▶ [Instruções do exercício]:
**1)** Transcreva, do texto sobre a reação de António Costa aos resultados eleitorais, o trecho que abre com as palavras que contêm "Depois ainda acrescentou" e fecha com "própria solução política.".
**2)** Dê seguimento ao texto sobre a reação de António Costa aos resultados eleitorais, começando depois da última frase apresentada.

▶ [Excerto do texto]:

· · · ·

Há uma que fica, no entanto, claramente bloqueada. Depois de sublinhar a “derrota da direita”, António Costa sepultou o Bloco Central. “A atual solução assegurou boa estabilidade política e bons resultados económicos e sociais. Não há nenhuma razão para alterar o que produziu bons resultados”, disse repetindo do alto dos 33% que o PS somava, para os menos 11 pontos percentuais que detinha o PSD.

Depois ainda acrescentou mais, para não deixar margem para dúvidas. Disse que “no nosso sistema partidário há dois partidos que podem criar alternativas de Governo”, referindo-se a PSD e PS. Assumiu que “em condições extraordinárias de unidade nacional” trabalhará “com certeza” com o PSD, mas não seria saudável uma grande coligação do PS e PSD. “Isso enfraqueceria a democracia”.

Tanto Costa como César — tal como Ana Catarina Mendes também já o tinha feito logo ao início da noite — vieram sublinhar o “reforço dos partidos que sustentam o Governo”, ao mesmo tempo que apontavam a “clara derrota da direita”. “Os partidos que apoiam o Governo não tiveram essa derrota, pelo contrário tiveram uma vitória”, disse o próprio António Costa tentando controlar os danos da noite comunista para a sua própria solução política.

Até porque àquela hora ainda se faziam contas ao décimo mandato no Parlamento Europeu para o PS (ainda em aberto à hora da publicação deste artigo), que estava em disputa precisamente com o PCP. Perante o risco de os comunistas poderem perder mais um eurodeputado (passando de três para um por causa deste lugar em disputa com os socialistas), um dirigente do PS dizia ao Observador que “com um resultado tão bom do PS, mais valia eles conseguirem eleger o segundo”. Seria uma pressão a menos sobre o PCP e, claro, sobre eventuais futuros entendimentos que possam aceitar ter com os socialistas.

O copo meio cheio da redução da extrema-direita e o fim do “poucochinho”

· · · ·

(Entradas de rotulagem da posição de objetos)
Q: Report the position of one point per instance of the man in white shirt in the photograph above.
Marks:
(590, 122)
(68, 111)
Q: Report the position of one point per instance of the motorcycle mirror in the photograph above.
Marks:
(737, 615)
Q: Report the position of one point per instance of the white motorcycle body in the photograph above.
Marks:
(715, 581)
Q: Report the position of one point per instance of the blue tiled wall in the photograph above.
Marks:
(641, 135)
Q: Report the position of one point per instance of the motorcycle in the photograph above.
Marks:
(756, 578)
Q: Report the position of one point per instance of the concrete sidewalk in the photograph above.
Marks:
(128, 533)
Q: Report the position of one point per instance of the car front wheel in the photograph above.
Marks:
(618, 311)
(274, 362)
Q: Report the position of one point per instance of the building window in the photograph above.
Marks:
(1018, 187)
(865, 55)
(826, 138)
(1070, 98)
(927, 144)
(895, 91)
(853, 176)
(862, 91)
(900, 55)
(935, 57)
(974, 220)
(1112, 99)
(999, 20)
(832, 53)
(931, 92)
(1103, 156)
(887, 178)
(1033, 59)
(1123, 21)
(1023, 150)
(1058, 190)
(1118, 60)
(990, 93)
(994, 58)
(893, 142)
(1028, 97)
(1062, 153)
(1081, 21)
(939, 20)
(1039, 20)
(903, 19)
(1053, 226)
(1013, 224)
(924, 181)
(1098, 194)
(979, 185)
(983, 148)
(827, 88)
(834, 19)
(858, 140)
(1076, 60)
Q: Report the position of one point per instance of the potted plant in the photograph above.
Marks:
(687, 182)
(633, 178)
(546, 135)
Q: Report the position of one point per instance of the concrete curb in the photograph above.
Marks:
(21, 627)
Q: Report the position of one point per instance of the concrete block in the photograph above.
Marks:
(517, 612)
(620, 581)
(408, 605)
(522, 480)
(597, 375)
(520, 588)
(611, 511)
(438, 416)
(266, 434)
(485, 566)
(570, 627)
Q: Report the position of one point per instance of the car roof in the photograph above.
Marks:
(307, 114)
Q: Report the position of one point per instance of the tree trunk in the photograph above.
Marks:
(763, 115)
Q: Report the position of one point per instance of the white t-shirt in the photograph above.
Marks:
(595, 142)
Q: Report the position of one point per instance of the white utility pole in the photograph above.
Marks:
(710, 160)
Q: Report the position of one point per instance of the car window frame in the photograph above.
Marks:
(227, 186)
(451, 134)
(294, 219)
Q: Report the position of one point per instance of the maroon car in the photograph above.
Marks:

· · · ·

▶ [Resultados por ordem]:
**1)**
Depois ainda acrescentou mais, para não deixar margem para dúvidas. Disse que “no nosso sistema partidário há dois partidos que podem criar alternativas de Governo”, referindo-se a PSD e PS. Assumiu que “em condições extraordinárias de unidade nacional” trabalhará “com certeza” com o PSD, mas não seria saudável uma grande coligação do PS e PSD. “Isso enfraqueceria a democracia”.

Tanto Costa como César — tal como Ana Catarina Mendes também já o tinha feito logo ao início da noite — vieram sublinhar o “reforço dos partidos que sustentam o Governo”, ao mesmo tempo que apontavam a “clara derrota da direita”. “Os partidos que apoiam o Governo não tiveram essa derrota, pelo contrário tiveram uma vitória”, disse o próprio António Costa tentando controlar os danos da noite comunista para a sua própria solução política.

**2)**
Ao seu lado estava o candidato vitorioso, embora Costa lhe deixasse pouco palco — ainda que tivesse deixado aberto o caminho para ser “tudo o que desejar ser “na União Europeia, quando questionado sobre a hipótese de Pedro Marques poder vir a ser comissário. Até sobre acordos na frente europeia foi Costa que falou, tal como o fez também durante toda a campanha, apoiando a tal frente progressistas europeia contra o crescimento dos extremismos.

Nesse período deu mesmo como exemplos da necessidade de abrir o leque contra o populismo, incluindo forças que fossem de Alexis Tsipras a Emmanuel Macron. Ora, ambos saíram derrotados nesta noite eleitoral. Questionado sobre essas baixas, o líder socialista preferiu destacar que a extrema-direita “elegeu 57 deputados de 751” e que “valorizar uma ultra minoria à escala europeia é um péssimo serviço à democracia”. A sua convicção é que “há hoje uma frente democrática e progressista no Parlamento Europeu”. Se ela vai servir para negociar os cargos que António Costa ambiciona para os socialistas, essa é uma teima que tirará nas próximos dias.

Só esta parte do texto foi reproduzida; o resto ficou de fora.